Given instruction: Give back every line in the records below that includes the string "building". Case matters, so uppercase and lowercase letters count as different.

Supplied material:
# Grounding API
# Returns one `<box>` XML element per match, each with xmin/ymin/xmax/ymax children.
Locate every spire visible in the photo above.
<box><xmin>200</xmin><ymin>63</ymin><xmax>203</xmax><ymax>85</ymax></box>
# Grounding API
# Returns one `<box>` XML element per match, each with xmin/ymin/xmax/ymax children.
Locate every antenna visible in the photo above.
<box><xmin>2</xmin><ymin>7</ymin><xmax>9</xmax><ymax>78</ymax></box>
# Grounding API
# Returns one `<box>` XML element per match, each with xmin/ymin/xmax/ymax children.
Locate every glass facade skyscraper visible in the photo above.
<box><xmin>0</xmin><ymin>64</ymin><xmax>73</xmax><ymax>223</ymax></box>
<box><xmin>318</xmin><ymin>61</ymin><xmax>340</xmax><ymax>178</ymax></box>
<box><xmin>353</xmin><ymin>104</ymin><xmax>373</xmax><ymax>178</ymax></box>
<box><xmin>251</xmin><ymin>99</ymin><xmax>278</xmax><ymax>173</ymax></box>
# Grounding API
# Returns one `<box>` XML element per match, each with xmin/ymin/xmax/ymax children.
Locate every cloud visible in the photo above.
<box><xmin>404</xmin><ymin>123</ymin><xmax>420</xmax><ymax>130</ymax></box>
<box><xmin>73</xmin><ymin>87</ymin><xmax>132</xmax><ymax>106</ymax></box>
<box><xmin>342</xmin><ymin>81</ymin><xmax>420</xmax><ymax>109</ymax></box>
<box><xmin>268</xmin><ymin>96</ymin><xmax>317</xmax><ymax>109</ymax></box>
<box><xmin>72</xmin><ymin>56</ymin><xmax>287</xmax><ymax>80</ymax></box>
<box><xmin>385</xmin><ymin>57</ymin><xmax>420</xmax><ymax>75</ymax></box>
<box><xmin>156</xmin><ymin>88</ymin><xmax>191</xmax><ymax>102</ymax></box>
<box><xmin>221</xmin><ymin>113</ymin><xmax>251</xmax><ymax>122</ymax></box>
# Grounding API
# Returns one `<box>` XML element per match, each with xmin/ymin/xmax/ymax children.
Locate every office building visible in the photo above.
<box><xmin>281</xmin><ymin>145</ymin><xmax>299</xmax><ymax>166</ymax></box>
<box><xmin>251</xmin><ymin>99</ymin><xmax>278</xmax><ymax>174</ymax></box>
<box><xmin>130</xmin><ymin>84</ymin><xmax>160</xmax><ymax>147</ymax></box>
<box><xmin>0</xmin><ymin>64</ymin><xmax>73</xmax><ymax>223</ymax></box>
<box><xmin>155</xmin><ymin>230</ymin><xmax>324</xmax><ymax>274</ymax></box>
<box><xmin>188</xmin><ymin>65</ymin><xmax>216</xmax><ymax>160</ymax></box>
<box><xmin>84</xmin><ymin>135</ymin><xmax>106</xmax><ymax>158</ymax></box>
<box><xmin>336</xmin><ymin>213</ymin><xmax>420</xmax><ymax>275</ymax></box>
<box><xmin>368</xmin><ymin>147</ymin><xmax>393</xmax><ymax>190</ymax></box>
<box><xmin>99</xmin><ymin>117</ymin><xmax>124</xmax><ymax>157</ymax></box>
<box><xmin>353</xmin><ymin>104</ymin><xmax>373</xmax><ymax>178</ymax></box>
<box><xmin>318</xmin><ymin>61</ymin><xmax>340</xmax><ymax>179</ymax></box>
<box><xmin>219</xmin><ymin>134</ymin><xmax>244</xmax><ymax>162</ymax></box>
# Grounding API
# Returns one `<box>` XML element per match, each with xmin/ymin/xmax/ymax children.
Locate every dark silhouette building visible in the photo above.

Expected output:
Locate every office building visible in the photo above.
Locate every dark silhouette building visible in the photo above.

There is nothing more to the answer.